Directions
Output the records that follow, keeping every line exactly as it is.
______
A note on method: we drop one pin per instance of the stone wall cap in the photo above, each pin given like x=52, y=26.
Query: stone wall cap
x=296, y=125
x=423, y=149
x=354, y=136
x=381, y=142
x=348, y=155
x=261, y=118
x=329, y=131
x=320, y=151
______
Result of the task
A note on method: we drop one pin per instance of the stone wall cap in the photo above, each pin given like x=52, y=26.
Query: stone wall cap
x=296, y=125
x=423, y=149
x=354, y=136
x=381, y=142
x=348, y=155
x=261, y=118
x=329, y=131
x=320, y=151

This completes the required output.